Hace siete años, Nora Silva y Marcos Cott tomaron una decisión que cambió para siempre el rumbo de sus vidas: dejaron atrás la ciudad de Posadas y eligieron Cerro Corá como el lugar donde echar raíces para hacer realidad el sueño de sus vidas: ser apicultores. Allí, en una chacra rodeada por la espesura del Bosque Atlántico, encontraron en la actividad algo mucho más profundo que un negocio con la producción de las abejas; “hallamos una forma distinta de habitar el tiempo, de entender el silencio y de valorar lo esencial”, dijeron.
Su miel, reconocida como una de las más puras de la región, fue el motivo inicial de la visita de PRIMERA EDICIÓN. Sin embargo, al entrar en contacto con ellos, quedó claro que lo importante no estaba en el producto final, sino en la forma en que viven y trabajan. La entrevista, que comenzó como una nota sobre producción, pronto se transformó en un relato de conexión con la naturaleza, de aprendizajes compartidos y de una espiritualidad sencilla que se respira estando al lado de ellos.
A simple vista, Nora y Marcos podrían parecer una pareja común. Sin embargo, en cuanto hablan, la serenidad en sus voces y la claridad de sus ideas demuestran que aprendieron la lección de las abejas; “El tiempo no tiene precio”; “Hay un ciclo para cada cosa”; “El trabajo debe hacerse en el momento justo” y “La reciprocidad es la base de todo vínculo”…
“La apicultura es un arte que enseña paciencia y respeto”, aseguraron convencidos de que cada colmena es una maestra silenciosa capaz de mostrar el ritmo auténtico de la vida.

..........

▶ [Qué harás]
Responde con base en el texto sobre los apicultores de Cerro Corá:
(a) ¿Qué ciudad dejaron atrás Nora Silva y Marcos Cott?
(b) ¿Cuál fue el motivo inicial de la visita de PRIMERA EDICIÓN?
(c) ¿Cómo definen ellos la apicultura?

▶ [Datos proporcionados]
..........

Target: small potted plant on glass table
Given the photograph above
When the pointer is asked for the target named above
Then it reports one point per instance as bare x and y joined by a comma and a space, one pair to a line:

..........

▶ [Respuesta escrita]
(a) Dejaron atrás la ciudad de Posadas.
(b) El motivo inicial fue su miel, reconocida como una de las más puras de la región.
(c) La definen como un arte que enseña paciencia y respeto.